### EXCERPTED RECORDS
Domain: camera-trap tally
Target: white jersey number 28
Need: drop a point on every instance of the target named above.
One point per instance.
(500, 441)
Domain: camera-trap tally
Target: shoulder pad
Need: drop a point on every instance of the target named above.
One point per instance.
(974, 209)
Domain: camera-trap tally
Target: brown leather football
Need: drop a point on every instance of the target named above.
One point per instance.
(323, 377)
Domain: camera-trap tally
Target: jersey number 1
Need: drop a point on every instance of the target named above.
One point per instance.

==

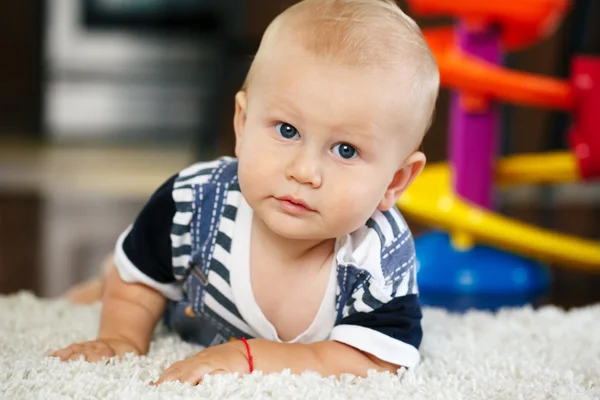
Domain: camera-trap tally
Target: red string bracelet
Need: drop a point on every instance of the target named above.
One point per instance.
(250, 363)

### ASSIGNED TASK
Scan each line above for the string "number". Give the tally and nothing else.

### YOUR SOLUTION
2